- _EXTRAIT À LIRE_
:::

En livre et en images, une visite à Mezőkövesd, avec Margit Gari (deuxième partie: les images)

J’ai présenté dans la première partie de cet article le récit autobiographique de Margit Gari, paysanne sans terre de la première moitié du XXe siècle hongrois, Le vinaigre et le fiel.  J’ai terminé en demandant comment était né ce récit si vivant d’une femme sans éducation ?

Source : avec l’aimable autorisation du Musée d’ethnographie (No. d’inventaire F 331382),
via Elte Néprajz Blog

Une annexe du livre apporte justement « quelques précisions sur la naissance du présent ouvrage » et est écrite par l’ethnologue Edit Fél. Née en 1910, décédée en 1988, celle-ci est la presque contemporaine de Margit Gari (1907-1998) mais, fille d’un avocat, elle fait des études qui la mènent jusqu’au diplôme universitaire en 1935. Devenue conservatrice au musée ethnographique de Budapest, elle se spécialise dans l’étude de la vie paysanne hongroise et notamment celle de Mezőkövesd et des Matyós et c’est ainsi qu’elle rencontre Margit Gari qui finira, écrit-elle, par la considérer comme une sorte de « sœur spirituelle ». Lorsque, au cours de nombreuses sessions entre 1970 et 1972, Edit Fél enregistre les souvenirs de Margit Gari en s’entourant d’une petite équipe de collaborateurs, elle s’appuie sur sa propre solide connaissance du milieu particulier des matyós, notamment tel qu’il est vécu par les paysans sans-terre.

:::

- _BLOC DE DONNÉES_
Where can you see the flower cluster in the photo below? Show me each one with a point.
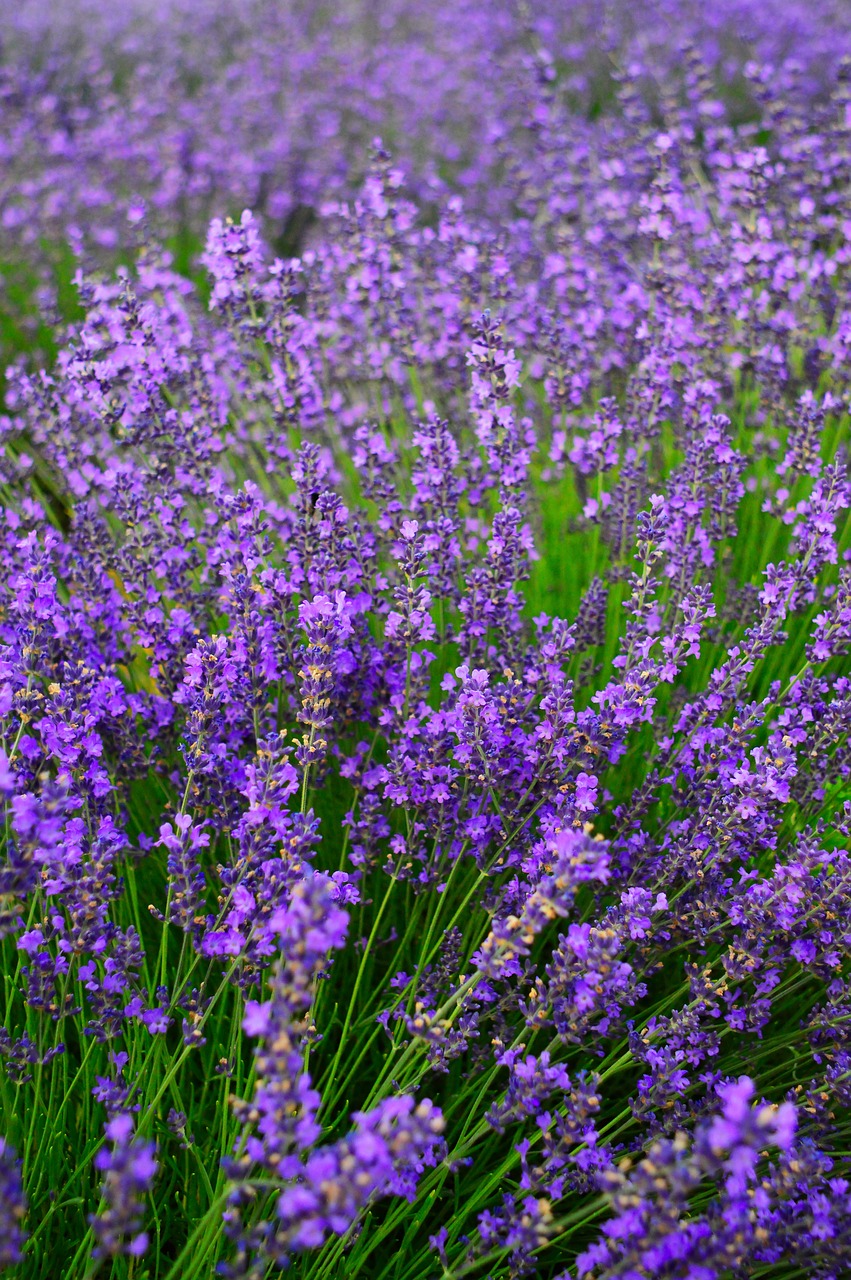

:::

- _VOTRE TÂCHE_
Recopiez fidèlement le passage du texte sur Margit Gari qui commence à « J’ai présenté dans » et se termine à « femme sans éducation ? ».

- _RÉPONSE_
J’ai présenté dans la première partie de cet article le récit autobiographique de Margit Gari, paysanne sans terre de la première moitié du XXe siècle hongrois, Le vinaigre et le fiel.  J’ai terminé en demandant comment était né ce récit si vivant d’une femme sans éducation ?